SUPPLIED MATERIAL Start Marker

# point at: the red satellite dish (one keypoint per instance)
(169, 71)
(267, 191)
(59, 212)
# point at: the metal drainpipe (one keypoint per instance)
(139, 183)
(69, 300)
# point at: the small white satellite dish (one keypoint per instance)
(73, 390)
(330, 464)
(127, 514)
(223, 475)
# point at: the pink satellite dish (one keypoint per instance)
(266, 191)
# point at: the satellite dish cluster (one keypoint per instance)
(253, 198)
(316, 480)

SUPPLIED MATERIAL End Marker
SUPPLIED MATERIAL Start Marker

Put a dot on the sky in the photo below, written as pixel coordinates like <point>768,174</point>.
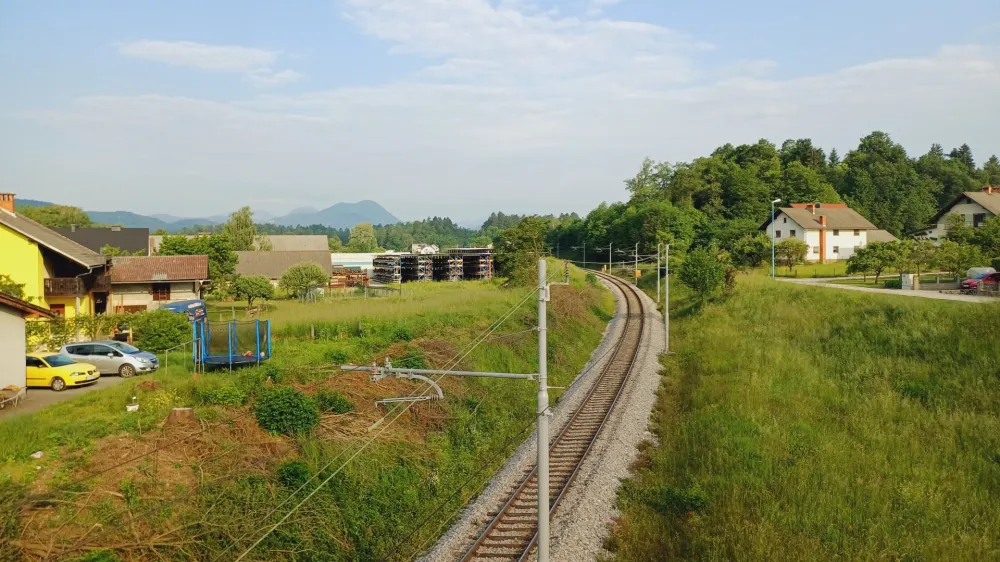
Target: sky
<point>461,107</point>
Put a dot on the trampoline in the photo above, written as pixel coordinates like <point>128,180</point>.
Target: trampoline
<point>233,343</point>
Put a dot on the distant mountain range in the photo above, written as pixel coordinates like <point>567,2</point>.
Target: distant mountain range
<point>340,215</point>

SUPPLIED MATERIAL End Marker
SUPPLIED MATERIAL Start Marker

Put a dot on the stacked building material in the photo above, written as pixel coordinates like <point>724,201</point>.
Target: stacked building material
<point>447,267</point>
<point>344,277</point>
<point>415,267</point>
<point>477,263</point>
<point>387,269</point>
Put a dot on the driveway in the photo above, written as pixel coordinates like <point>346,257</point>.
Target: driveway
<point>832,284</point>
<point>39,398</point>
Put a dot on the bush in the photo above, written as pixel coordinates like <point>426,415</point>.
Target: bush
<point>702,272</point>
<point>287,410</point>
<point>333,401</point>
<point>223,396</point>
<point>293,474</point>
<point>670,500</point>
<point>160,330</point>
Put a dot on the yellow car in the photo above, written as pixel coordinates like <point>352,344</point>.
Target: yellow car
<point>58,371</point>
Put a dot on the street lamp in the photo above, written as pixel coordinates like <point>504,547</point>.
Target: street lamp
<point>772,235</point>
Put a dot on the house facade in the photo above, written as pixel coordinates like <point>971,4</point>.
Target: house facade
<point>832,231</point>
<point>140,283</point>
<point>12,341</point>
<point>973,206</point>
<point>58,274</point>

SUPPLIED MATERIAL End Marker

Write out every line of the listing that holds the word "like".

Put a dot on the sky in the photo below, written as pixel coordinates like <point>768,174</point>.
Put a dot on the trampoline in the photo above, written as pixel coordinates like <point>128,180</point>.
Put a dot on the distant mountain range in the photo above, written as pixel coordinates like <point>567,2</point>.
Put a dot on the stacked building material in the photo above, written as pixel coordinates like <point>724,201</point>.
Put a dot on the driveway in the photo above, written as pixel coordinates like <point>346,257</point>.
Put a dot on the bush in the photo above, written as pixel coordinates like <point>426,415</point>.
Put a dot on the yellow car in the photo above, written as pixel coordinates like <point>352,344</point>.
Put a dot on the street lamp in the photo above, written as pixel coordinates like <point>504,547</point>.
Put a dot on the house facade in the photo above, written as pixel coordinates like <point>971,4</point>.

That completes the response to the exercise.